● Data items
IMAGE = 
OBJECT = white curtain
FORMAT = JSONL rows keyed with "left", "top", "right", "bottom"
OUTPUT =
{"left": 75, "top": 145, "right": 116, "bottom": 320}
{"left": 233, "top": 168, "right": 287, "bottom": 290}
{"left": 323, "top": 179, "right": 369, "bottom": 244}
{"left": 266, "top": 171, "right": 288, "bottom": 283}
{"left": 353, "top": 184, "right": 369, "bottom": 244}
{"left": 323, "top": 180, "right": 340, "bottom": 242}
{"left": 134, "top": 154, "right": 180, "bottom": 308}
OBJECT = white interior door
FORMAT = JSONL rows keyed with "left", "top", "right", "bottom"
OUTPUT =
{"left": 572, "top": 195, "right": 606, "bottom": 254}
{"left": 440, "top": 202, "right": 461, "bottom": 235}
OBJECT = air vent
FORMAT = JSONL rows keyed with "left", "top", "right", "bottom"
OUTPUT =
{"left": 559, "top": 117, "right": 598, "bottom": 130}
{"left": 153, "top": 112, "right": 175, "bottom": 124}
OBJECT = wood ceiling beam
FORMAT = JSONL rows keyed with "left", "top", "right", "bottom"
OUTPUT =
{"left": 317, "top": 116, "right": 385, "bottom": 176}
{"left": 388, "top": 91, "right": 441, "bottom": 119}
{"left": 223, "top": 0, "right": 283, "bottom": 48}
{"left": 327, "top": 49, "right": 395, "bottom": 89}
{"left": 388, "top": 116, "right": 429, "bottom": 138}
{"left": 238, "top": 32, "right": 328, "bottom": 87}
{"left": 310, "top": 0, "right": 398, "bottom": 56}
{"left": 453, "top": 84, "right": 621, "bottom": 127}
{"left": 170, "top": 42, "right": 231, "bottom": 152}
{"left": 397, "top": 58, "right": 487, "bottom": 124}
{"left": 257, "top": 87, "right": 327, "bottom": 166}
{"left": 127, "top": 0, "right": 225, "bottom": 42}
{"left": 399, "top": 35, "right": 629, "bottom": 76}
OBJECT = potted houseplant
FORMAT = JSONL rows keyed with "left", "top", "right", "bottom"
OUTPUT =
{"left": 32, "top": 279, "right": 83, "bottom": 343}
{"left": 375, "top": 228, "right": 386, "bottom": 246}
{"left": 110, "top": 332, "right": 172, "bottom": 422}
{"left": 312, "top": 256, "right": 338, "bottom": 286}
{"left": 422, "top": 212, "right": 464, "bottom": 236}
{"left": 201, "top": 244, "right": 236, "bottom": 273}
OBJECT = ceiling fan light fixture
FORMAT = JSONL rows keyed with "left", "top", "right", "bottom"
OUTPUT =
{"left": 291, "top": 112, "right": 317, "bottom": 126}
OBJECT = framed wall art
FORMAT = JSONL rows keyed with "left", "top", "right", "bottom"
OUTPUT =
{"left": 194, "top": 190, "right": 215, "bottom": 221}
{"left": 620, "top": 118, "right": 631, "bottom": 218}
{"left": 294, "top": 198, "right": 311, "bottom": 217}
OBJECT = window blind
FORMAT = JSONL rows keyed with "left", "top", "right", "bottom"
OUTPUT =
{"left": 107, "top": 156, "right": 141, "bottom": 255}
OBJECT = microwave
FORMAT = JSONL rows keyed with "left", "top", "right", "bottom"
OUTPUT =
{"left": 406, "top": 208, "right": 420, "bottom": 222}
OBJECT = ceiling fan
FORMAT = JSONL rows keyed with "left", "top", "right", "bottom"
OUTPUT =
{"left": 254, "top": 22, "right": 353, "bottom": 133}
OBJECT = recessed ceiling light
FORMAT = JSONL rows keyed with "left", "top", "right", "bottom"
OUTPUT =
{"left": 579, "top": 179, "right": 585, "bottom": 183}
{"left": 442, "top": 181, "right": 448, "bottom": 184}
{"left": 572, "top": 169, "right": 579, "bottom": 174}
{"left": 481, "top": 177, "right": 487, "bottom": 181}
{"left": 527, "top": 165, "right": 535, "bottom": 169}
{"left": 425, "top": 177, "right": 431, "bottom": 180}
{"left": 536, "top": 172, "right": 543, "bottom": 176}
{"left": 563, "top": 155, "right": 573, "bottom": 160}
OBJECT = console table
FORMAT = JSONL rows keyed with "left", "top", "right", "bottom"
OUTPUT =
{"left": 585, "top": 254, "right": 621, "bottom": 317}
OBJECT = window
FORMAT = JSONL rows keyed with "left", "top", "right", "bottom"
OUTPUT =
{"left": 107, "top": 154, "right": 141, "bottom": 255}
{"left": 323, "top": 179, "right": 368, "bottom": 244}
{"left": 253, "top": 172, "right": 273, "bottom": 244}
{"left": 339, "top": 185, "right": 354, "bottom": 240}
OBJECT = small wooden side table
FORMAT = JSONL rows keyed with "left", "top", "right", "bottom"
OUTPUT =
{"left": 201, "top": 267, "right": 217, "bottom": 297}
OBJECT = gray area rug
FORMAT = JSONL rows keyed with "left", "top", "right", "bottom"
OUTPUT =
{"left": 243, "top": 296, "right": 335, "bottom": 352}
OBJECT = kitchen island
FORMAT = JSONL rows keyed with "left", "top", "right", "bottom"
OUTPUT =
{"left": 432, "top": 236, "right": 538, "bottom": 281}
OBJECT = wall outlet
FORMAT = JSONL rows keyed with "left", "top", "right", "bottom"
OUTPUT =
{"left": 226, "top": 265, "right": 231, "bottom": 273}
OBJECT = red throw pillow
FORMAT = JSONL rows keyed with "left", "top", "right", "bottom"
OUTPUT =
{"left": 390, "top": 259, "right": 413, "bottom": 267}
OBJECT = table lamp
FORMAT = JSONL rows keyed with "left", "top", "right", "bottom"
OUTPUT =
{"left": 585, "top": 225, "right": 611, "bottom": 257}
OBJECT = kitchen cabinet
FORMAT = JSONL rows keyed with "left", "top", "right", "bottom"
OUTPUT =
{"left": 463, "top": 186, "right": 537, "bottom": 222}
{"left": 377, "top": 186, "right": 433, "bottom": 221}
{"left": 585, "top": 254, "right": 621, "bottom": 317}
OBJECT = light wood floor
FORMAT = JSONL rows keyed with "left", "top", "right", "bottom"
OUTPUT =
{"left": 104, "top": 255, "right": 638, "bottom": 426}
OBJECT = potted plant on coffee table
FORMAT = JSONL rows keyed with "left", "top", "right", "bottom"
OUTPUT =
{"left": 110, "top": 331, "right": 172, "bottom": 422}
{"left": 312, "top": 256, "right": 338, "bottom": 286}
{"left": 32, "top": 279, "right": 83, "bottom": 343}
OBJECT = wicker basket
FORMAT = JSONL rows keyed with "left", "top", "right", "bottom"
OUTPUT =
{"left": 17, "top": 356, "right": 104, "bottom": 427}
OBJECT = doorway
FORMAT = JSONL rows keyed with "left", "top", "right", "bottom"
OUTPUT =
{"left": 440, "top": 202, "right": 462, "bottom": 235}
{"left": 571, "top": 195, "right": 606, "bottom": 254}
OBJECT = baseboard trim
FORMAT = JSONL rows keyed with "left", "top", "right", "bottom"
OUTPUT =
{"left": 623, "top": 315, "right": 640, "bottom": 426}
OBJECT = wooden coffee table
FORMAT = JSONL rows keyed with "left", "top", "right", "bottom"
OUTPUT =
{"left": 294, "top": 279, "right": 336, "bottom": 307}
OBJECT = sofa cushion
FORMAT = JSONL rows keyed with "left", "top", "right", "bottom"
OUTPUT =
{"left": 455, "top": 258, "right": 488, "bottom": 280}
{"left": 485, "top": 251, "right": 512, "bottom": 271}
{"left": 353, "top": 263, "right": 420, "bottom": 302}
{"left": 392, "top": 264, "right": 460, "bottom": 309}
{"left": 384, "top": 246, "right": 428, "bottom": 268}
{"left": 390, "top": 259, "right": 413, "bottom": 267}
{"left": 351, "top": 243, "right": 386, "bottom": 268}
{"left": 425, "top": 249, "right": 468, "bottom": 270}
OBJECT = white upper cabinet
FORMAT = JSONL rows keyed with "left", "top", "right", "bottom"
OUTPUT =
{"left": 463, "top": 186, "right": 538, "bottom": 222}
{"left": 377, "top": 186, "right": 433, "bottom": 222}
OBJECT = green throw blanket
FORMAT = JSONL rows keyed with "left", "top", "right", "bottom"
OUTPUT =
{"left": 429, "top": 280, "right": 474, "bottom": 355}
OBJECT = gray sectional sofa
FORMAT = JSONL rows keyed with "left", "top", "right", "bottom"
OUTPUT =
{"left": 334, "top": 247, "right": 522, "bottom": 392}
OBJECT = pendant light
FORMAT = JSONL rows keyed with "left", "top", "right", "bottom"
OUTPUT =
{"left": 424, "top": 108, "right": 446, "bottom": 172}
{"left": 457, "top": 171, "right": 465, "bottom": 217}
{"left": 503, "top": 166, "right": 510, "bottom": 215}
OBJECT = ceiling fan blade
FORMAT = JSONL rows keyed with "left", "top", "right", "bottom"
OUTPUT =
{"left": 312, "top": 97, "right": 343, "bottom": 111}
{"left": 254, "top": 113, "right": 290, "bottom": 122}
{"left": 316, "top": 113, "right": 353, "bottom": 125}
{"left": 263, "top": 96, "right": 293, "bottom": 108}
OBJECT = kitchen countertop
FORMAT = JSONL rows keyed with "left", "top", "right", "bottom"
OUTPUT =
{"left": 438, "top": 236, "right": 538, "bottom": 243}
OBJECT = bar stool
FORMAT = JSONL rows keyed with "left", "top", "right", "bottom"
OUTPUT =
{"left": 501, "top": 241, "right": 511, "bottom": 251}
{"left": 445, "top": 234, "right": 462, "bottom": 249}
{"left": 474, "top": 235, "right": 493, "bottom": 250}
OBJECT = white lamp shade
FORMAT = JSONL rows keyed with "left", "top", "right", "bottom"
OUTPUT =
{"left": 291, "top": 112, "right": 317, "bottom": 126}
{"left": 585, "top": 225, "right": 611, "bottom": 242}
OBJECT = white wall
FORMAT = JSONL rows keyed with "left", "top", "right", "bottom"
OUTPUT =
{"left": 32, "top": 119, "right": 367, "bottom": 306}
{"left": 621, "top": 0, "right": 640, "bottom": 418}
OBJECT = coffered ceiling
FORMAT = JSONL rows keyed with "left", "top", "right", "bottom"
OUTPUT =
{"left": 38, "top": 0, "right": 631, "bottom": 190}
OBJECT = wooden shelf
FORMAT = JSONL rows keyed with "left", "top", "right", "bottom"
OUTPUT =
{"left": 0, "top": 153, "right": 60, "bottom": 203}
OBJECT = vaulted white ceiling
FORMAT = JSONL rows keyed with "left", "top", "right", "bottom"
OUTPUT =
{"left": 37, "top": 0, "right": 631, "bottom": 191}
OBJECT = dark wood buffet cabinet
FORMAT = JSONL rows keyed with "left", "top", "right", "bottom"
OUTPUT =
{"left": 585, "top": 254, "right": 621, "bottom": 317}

● What you should do
An answer is complete only when it holds every line above containing the string "coffee".

● Task output
OBJECT = potted plant on coffee table
OBJECT = wooden coffee table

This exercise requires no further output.